- GOAL
Count the lines in the listing below that contain the word "Please". Reply with the number alone.

- DATA SUPPLIED
• • • • •

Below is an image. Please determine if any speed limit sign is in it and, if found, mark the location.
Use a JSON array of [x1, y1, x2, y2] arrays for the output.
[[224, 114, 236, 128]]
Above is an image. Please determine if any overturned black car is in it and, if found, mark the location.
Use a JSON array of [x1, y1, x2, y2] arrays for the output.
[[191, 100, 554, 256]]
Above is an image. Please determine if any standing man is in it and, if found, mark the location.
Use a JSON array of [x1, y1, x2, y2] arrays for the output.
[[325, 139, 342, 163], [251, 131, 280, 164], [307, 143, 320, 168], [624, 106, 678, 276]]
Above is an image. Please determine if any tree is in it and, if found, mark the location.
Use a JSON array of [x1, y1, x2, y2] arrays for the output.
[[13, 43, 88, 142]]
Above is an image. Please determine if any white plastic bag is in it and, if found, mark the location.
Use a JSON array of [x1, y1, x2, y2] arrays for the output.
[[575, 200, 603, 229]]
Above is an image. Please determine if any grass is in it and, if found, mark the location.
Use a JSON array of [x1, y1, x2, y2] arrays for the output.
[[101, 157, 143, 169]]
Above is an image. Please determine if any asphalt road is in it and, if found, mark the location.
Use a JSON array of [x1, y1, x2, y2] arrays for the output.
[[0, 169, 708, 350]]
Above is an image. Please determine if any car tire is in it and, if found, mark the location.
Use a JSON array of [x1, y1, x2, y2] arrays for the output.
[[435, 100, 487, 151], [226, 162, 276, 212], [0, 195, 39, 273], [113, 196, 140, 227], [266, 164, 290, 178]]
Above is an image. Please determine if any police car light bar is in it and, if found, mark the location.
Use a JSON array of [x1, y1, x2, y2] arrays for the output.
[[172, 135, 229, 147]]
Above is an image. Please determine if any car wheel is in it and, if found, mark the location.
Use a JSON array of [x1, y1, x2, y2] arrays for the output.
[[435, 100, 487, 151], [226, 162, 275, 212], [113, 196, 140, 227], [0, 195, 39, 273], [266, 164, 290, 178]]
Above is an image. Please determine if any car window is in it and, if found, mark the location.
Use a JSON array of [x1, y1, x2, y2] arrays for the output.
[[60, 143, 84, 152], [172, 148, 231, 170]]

• • • • •

- OUTPUT OF THE EXERCISE
11